*SELECTED EXTRACT:*

------------------------------------

Despite its promise, ChatGPT-4’s performance highlights important limitations. The model lacks access to proprietary pathology databases and expert-validated resources such as ImmunoQuery or ExpertPath, which may limit its alignment with current clinical guidelines [36]. Moreover, it was not tested within real-time clinical workflows, where dynamic case variables, such as staining artifacts or sample quality, would influence IHC selection. These contextual nuances are especially critical in malignant tumors, where even small differences in IHC recommendations can affect treatment decisions [37].

Additionally, ChatGPT-4 lacks multimodal reasoning and cannot interpret histologic images, radiology, or clinical context, key elements in real-world pathology workflows. This may reduce its clinical relevance in complex cases, where decision making is inherently integrative. While we compared ChatGPT to a rule-based system and an expert consensus panel, these comparisons still fall short of representing the full spectrum of clinical decision making, which is adaptive and context-sensitive. Variations in IHC marker preferences across institutions, evolving literature, and diagnostic updates may also introduce subtle bias into our “gold standard” reference panels [38].

------------------------------------

*COLLECTED MATERIAL:*
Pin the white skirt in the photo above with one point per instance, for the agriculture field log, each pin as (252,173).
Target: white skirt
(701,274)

------------------------------------

*INSTRUCTIONS:*
1. In the passage on ChatGPT-4's limitations, which two expert-validated resources does the model lack access to?
2. Please write out the passage on ChatGPT-4's limitations from "Additionally, ChatGPT-4 lacks" to "reference panels [38].", swapping "expert consensus panel" for "panel of specialists".
The lines have no connection to the passage on ChatGPT-4's limitations.

*COMPLETED EXERCISE:*
1. ImmunoQuery and ExpertPath.

2.
Additionally, ChatGPT-4 lacks multimodal reasoning and cannot interpret histologic images, radiology, or clinical context, key elements in real-world pathology workflows. This may reduce its clinical relevance in complex cases, where decision making is inherently integrative. While we compared ChatGPT to a rule-based system and an panel of specialists, these comparisons still fall short of representing the full spectrum of clinical decision making, which is adaptive and context-sensitive. Variations in IHC marker preferences across institutions, evolving literature, and diagnostic updates may also introduce subtle bias into our “gold standard” reference panels [38].